Objective: Retype precisely the section of the data that starts at the line containing "post, dropping a point on every instance." and runs to its final line, ends included.

(Records from a data source)
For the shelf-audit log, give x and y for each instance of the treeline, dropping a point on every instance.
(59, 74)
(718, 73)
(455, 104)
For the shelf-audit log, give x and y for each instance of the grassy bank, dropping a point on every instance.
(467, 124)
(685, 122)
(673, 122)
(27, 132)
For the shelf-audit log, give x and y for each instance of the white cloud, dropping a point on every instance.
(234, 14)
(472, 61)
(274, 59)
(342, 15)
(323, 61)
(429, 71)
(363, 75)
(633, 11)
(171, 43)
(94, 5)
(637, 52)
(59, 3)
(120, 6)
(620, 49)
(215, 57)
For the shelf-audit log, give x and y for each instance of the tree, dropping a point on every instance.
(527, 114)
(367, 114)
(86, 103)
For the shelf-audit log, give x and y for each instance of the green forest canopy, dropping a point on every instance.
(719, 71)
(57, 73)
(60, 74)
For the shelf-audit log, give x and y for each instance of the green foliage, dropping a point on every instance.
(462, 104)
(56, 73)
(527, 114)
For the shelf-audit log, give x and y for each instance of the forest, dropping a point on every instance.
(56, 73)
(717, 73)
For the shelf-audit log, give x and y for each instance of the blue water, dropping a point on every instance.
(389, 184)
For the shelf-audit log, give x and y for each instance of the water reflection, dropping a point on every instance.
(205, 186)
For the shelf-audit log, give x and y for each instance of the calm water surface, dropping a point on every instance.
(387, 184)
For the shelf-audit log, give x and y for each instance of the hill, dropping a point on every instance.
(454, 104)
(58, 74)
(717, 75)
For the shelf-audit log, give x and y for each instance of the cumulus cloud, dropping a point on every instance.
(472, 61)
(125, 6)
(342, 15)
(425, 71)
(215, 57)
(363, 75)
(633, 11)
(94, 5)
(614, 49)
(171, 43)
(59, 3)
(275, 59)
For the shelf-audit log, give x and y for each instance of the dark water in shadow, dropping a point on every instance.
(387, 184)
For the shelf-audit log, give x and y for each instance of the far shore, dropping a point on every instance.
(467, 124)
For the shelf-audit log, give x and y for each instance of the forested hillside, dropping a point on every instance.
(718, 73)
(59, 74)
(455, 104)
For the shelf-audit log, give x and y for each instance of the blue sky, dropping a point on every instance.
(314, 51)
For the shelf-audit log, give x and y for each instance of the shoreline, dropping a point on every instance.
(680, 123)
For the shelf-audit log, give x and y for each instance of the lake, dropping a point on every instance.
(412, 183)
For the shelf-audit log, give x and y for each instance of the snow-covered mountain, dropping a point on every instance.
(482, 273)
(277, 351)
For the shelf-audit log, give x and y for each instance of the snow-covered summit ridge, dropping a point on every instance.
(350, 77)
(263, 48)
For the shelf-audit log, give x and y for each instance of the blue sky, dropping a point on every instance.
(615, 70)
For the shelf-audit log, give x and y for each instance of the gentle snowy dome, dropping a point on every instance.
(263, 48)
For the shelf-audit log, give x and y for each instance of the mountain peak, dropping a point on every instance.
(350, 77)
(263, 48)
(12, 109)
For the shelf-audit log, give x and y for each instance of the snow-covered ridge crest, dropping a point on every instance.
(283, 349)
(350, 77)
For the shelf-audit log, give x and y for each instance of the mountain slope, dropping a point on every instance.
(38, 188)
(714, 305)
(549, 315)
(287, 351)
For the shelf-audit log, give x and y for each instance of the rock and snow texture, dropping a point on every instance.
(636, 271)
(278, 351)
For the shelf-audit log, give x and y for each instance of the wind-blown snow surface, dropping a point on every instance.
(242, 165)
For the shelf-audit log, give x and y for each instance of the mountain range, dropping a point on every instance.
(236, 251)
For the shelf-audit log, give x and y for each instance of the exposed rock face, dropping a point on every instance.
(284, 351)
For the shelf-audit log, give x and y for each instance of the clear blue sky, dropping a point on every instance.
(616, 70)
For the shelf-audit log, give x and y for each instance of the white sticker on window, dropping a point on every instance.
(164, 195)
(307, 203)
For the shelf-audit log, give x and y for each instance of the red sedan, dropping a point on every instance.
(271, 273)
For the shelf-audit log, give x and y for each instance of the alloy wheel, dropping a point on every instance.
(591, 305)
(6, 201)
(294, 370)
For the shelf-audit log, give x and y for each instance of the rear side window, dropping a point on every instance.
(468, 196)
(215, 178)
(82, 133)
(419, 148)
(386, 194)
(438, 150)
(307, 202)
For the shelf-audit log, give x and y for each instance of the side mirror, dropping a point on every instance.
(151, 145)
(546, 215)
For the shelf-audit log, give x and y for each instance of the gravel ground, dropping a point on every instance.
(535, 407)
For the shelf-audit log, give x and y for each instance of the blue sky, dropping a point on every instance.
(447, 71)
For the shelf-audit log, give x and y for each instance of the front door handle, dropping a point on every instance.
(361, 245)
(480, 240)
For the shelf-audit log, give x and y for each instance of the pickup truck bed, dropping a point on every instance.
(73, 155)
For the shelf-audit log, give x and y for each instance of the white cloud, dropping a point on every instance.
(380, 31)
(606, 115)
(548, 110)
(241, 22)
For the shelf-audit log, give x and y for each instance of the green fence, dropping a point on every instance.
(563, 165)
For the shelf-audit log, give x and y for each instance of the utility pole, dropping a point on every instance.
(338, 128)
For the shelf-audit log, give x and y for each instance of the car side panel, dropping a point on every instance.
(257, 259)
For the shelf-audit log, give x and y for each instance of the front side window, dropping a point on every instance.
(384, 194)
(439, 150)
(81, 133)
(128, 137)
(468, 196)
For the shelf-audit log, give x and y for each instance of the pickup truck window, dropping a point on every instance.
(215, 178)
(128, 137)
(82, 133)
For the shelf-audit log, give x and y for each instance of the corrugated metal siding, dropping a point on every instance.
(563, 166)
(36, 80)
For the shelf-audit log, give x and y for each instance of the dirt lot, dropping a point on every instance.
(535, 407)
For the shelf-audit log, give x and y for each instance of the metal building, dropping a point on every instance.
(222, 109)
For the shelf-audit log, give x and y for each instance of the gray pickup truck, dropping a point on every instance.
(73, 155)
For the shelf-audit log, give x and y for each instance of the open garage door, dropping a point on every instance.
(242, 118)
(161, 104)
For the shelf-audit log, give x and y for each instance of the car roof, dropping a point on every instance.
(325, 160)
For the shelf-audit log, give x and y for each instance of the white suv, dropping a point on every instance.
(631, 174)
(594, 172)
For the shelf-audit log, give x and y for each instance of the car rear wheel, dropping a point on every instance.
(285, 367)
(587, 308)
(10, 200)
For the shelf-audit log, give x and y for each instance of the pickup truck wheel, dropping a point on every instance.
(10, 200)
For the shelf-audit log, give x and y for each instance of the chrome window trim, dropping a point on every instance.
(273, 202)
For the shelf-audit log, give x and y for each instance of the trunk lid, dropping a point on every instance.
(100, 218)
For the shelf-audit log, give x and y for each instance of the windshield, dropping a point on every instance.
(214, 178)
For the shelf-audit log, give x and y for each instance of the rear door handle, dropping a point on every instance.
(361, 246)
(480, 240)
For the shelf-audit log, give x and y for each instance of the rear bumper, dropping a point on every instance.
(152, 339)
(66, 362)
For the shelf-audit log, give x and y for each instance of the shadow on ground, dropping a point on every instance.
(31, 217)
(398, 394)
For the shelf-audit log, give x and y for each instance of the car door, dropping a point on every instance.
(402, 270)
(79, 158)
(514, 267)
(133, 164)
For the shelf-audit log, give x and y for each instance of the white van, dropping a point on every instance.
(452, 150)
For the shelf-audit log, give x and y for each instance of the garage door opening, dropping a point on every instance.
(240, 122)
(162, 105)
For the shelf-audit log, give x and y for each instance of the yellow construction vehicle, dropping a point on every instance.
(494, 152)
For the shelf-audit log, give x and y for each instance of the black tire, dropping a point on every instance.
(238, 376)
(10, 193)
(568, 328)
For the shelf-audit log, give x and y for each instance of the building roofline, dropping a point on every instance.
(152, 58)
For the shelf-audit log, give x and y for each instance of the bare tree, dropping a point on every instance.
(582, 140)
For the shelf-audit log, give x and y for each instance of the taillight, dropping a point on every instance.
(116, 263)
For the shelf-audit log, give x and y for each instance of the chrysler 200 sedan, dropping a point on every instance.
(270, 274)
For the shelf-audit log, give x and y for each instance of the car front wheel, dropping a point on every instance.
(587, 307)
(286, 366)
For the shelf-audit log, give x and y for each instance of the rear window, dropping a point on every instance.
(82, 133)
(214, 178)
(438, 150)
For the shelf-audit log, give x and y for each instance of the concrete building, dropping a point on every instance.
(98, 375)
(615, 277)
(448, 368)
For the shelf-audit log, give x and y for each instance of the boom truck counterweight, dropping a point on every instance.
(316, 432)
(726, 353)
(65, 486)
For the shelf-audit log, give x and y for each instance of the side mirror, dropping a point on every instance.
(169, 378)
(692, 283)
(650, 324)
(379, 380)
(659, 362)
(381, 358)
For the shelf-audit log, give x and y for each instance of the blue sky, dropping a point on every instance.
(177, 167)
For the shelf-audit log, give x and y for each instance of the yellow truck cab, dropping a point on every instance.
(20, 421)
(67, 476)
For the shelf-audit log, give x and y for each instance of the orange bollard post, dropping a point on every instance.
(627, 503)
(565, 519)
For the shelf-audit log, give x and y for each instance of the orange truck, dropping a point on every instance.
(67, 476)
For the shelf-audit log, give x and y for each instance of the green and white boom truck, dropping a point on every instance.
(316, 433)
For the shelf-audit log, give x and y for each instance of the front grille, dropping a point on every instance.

Finished task:
For the shelf-audit log, give x and y for each instance of the orange bollard post, dropping a point on every instance.
(627, 503)
(565, 519)
For the shelf-audit log, give x and y for each instance of the orange truck, dropping a point on every instance.
(67, 476)
For the shelf-audit log, give x and y for each instance of the green and white boom truck, dropping a point on every instance.
(316, 433)
For the shelf-audit log, give x and y for each instance of the front grille, dropping a point on every instance.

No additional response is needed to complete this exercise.